Stored data entries
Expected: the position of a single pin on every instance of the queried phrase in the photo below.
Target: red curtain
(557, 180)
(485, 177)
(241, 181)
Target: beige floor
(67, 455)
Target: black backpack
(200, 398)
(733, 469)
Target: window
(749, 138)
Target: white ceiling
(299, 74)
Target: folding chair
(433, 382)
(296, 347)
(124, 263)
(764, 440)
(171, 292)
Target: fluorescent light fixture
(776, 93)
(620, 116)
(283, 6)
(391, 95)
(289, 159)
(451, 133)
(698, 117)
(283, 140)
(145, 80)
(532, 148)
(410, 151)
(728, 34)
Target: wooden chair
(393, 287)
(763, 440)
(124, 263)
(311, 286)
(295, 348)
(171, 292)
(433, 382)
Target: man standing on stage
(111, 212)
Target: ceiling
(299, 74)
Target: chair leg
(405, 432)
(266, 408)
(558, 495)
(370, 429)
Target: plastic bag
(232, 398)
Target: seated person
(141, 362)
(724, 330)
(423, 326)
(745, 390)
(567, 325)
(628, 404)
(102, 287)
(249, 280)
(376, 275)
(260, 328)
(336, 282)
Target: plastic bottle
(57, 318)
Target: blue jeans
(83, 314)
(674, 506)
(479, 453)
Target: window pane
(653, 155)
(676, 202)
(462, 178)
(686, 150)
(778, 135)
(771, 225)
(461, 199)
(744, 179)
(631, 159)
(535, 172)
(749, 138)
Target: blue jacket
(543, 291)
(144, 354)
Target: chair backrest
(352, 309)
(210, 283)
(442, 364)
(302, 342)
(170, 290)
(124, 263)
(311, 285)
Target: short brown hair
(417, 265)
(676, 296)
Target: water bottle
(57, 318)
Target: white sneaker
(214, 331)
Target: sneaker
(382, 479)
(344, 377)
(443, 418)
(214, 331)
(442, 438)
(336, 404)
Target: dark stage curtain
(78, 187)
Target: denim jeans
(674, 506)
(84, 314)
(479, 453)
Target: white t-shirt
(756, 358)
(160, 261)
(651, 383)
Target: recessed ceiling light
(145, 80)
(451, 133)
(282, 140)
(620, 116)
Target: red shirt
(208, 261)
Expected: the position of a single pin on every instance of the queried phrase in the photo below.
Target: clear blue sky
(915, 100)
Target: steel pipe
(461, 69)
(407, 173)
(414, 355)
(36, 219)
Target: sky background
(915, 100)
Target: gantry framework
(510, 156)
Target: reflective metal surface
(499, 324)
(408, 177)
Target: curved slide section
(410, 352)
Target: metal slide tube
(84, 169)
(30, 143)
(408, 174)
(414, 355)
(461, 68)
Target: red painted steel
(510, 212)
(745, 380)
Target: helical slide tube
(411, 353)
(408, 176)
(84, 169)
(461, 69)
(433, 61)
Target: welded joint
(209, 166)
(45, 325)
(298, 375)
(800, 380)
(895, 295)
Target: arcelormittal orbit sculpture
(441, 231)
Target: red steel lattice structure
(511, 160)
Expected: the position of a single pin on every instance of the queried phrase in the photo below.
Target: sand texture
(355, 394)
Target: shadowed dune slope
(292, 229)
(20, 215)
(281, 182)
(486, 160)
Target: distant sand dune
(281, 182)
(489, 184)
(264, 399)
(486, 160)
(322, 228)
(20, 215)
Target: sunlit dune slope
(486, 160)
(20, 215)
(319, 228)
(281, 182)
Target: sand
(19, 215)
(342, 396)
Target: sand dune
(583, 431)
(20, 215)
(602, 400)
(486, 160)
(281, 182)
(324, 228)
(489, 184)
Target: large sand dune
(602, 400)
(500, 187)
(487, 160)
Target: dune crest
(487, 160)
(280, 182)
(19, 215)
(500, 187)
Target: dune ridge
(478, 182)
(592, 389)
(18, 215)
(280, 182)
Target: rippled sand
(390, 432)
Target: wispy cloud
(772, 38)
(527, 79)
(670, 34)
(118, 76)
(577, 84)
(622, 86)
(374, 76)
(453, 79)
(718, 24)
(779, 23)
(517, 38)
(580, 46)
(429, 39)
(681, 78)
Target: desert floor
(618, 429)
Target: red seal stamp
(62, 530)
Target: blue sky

▸ **About this task**:
Only these are to be transcribed: the line with "Target: dark stage curtain" and every line after it through the last line of the entries, each exactly.

▸ **Task solution**:
Target: dark stage curtain
(78, 187)
Target: denim jeans
(674, 506)
(84, 314)
(479, 453)
Target: white t-shirt
(756, 358)
(160, 261)
(651, 383)
Target: recessed ceiling light
(145, 80)
(451, 133)
(282, 140)
(620, 116)
Target: red shirt
(208, 261)
Expected: the position of a single pin on every instance of the queried phrase in the photo below.
Target: clear blue sky
(915, 100)
Target: steel pipe
(461, 69)
(407, 173)
(414, 355)
(36, 219)
Target: sky background
(915, 100)
Target: gantry framework
(510, 156)
Target: reflective metal surface
(499, 324)
(408, 177)
Target: curved slide section
(410, 352)
Target: metal slide tube
(84, 169)
(30, 143)
(408, 174)
(414, 355)
(461, 68)
Target: red painted steel
(510, 212)
(745, 380)
Target: helical slide tube
(411, 353)
(408, 176)
(84, 169)
(461, 69)
(433, 61)
Target: welded joint
(209, 166)
(45, 325)
(298, 375)
(800, 380)
(895, 295)
Target: arcelormittal orbit sculpture
(441, 231)
Target: red steel lattice structure
(511, 160)
Expected: the position of a single pin on every instance of the queried phrase in the photo below.
Target: sand texture
(355, 394)
Target: shadowed dune slope
(292, 229)
(20, 215)
(281, 182)
(486, 160)
Target: distant sand dune
(281, 182)
(489, 184)
(264, 399)
(486, 160)
(322, 228)
(20, 215)
Target: sunlit dune slope
(486, 160)
(20, 215)
(319, 228)
(281, 182)
Target: sand
(19, 215)
(342, 396)
Target: sand dune
(583, 431)
(20, 215)
(602, 400)
(486, 160)
(281, 182)
(324, 228)
(489, 184)
Target: large sand dune
(602, 400)
(500, 187)
(487, 160)
Target: dune crest
(487, 160)
(280, 182)
(19, 215)
(500, 187)
Target: dune ridge
(478, 182)
(592, 389)
(18, 215)
(280, 182)
Target: rippled sand
(390, 432)
Target: wispy cloud
(772, 38)
(527, 79)
(670, 34)
(118, 76)
(577, 84)
(622, 86)
(374, 76)
(453, 79)
(718, 24)
(779, 23)
(517, 38)
(580, 46)
(429, 39)
(681, 78)
Target: desert floor
(618, 429)
Target: red seal stamp
(62, 530)
Target: blue sky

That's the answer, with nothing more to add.